Tarefas e exercícios
**A.** As afirmações (i), (ii) e (iii) estão de acordo com a página? Responda sim ou não a cada uma e cite as palavras exatas da página que decidem a resposta.
(i) O Banco Mundial espera um crescimento do PIB de 3,2% em 2024.
(ii) A página afirma que a Ásia foi a região mais afetada pela retração dos fluxos de capitais internacionais.
(iii) A OMC estima que o volume das trocas internacionais crescerá cerca de 5,8% a.a. nos próximos dois anos.
**B.** Apresente em forma de lista numerada as linhas das entradas, da linha com "the white storage" até o fim das entradas, incluindo as duas pontas e omitindo as linhas em branco.
====== Página
Por: Plinio de Arruda Sampaio Junior*
O deslocamento do centro dinâmico da demanda agregada para o exterior e a desindustrialização – facetas inextrincáveis do processo de reversão neocolonial impulsionado pela inserção liberal na globalização dos negócios – transformaram o Brasil numa economia reflexa. Sem mecanismos endógenos de reprodução ampliada do capital e extraordinariamente vulnerável às vicissitudes dos fluxos de capitais internacionais, o desempenho da economia brasileira ficou sobredeterminado pela conjuntura internacional.
Ainda que os organismos internacionais apostem na possibilidade de um “pouso suave” para a economia mundial, após a crise provocada pela epidemia de coronavírus, as contradições que bloqueiam a acumulação de capital em escala global não foram superadas. Assim, mesmo que uma crise de maior envergadura seja evitada, na ausência de novas frentes de investimento, a economia global deve permanecer em marcha lenta. O Banco Mundial trabalha com a expectativa de crescimento do PIB na ordem de 3,2% em 2024 e de 2,7% a.a. para os próximos dois anos, bem inferior à média das duas primeiras décadas do milênio (3,8% a.a.).1
Na hipótese de aterrisagem suave e não recrudescimento do protecionismo, o comércio internacional deve continuar retraído e a internacionalização de capital em compasso de espera. A OMC estima que o volume das trocas internacionais crescerá em torno de 3% a.a. nos próximos dois anos, quase a metade do verificado no período de bonança do mercado mundial, entre 1982 e 2008, quando o comércio internacional crescia 5,8% a.a., bem acima da expansão do PIB.2 A UNCTAD3 registra que, após a grande crise de 2008, os fluxos de capitais internacionais se retraíram, afetando sobretudo as economias subdesenvolvidas. A América Latina foi a região mais afetada. Nada permite imaginar que essa situação seja revertida.4
Não obstante a previsão dos organismos internacionais de que o pior possa ser evitado, o cenário de um “pouso forçado” não pode ser descartado. As gritantes discrepâncias entre a capacidade produtiva e a capacidade de consumo da sociedade, bem como entre a acumulação produtiva e acumulação financeira, evidenciam a presença de um excedente absoluto de capital. O capital suspenso no limbo, sem perspectiva de valorização pela exploração do trabalho, está sempre sujeito à liquidação violenta. A destruição de grandes massas de capitais – produtivos e fictícios – permanece, portanto, inscrita como ameaça latente sobre a economia mundial.
============
====== Entradas da tarefa
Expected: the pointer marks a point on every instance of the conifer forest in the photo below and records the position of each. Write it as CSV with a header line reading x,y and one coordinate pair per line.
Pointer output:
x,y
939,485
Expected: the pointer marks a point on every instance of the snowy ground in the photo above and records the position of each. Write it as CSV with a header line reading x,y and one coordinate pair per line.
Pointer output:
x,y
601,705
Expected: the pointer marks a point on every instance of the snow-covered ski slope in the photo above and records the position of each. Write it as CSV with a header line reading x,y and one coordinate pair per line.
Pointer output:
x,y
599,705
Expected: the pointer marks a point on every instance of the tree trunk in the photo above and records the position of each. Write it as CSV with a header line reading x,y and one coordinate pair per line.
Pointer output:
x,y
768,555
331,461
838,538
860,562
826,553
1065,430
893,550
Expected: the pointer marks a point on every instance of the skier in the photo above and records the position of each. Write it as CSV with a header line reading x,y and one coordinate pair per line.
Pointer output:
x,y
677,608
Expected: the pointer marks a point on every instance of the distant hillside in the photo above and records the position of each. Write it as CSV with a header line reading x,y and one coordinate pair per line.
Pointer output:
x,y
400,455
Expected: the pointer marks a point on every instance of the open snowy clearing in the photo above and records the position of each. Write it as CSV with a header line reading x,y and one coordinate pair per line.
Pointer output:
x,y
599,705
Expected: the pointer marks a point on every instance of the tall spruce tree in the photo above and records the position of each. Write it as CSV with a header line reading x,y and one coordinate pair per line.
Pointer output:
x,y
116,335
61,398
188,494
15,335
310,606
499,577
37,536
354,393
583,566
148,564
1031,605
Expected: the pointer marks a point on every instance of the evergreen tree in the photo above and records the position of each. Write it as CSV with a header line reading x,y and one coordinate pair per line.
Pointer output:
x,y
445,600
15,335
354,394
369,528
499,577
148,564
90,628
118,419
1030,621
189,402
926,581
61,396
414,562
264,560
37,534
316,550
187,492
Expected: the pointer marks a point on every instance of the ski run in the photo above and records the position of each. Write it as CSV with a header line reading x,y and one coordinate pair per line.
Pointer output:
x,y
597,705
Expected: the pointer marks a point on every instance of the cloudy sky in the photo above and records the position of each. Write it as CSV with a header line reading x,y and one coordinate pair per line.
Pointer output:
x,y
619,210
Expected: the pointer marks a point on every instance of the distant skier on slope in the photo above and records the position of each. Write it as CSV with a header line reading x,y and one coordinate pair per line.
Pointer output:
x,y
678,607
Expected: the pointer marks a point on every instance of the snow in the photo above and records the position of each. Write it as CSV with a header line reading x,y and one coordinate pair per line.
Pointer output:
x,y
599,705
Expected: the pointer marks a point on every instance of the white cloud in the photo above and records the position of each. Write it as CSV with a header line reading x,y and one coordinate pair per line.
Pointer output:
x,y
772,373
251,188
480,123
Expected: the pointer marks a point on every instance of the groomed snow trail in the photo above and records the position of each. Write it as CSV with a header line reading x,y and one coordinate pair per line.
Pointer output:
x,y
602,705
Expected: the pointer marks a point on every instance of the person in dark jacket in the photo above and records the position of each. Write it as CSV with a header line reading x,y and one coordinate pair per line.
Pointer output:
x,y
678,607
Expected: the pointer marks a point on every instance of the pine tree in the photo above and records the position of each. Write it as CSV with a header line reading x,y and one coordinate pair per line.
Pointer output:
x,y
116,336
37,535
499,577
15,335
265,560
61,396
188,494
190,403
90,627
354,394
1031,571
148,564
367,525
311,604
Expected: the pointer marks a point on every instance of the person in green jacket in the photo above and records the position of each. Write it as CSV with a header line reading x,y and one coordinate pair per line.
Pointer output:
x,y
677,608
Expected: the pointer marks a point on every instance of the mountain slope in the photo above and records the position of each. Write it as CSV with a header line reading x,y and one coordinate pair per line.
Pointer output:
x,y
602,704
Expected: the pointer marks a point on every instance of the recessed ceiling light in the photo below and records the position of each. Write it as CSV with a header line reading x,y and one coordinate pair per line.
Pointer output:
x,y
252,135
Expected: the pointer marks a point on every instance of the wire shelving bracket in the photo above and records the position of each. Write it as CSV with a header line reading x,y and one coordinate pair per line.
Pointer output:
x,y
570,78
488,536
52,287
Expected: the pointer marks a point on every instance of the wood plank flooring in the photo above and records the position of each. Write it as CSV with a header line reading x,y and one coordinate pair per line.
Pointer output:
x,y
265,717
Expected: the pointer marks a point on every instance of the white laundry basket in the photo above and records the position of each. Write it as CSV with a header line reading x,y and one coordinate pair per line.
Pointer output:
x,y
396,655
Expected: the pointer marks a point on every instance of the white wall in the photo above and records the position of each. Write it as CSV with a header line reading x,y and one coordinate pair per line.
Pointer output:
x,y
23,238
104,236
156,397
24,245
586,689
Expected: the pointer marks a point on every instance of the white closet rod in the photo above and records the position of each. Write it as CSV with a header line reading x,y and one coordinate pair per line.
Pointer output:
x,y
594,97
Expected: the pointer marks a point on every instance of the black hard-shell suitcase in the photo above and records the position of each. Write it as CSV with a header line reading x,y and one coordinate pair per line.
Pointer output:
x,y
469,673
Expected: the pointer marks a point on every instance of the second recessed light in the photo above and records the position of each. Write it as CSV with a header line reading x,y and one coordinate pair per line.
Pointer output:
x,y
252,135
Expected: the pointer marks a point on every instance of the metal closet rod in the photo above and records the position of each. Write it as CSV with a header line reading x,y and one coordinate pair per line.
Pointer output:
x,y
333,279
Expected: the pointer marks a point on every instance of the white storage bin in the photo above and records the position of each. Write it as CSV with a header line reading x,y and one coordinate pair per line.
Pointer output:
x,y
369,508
============
Soluções completas
**A.**
(i) Sim: "O Banco Mundial trabalha com a expectativa de crescimento do PIB na ordem de 3,2% em 2024".
(ii) Não: "A América Latina foi a região mais afetada."
(iii) Não: "A OMC estima que o volume das trocas internacionais crescerá em torno de 3% a.a. nos próximos dois anos".

**B.**
1. Expected: the pointer marks a point on every instance of the white storage bin in the photo above and records the position of each. Write it as CSV with a header line reading x,y and one coordinate pair per line.
2. Pointer output:
3. x,y
4. 369,508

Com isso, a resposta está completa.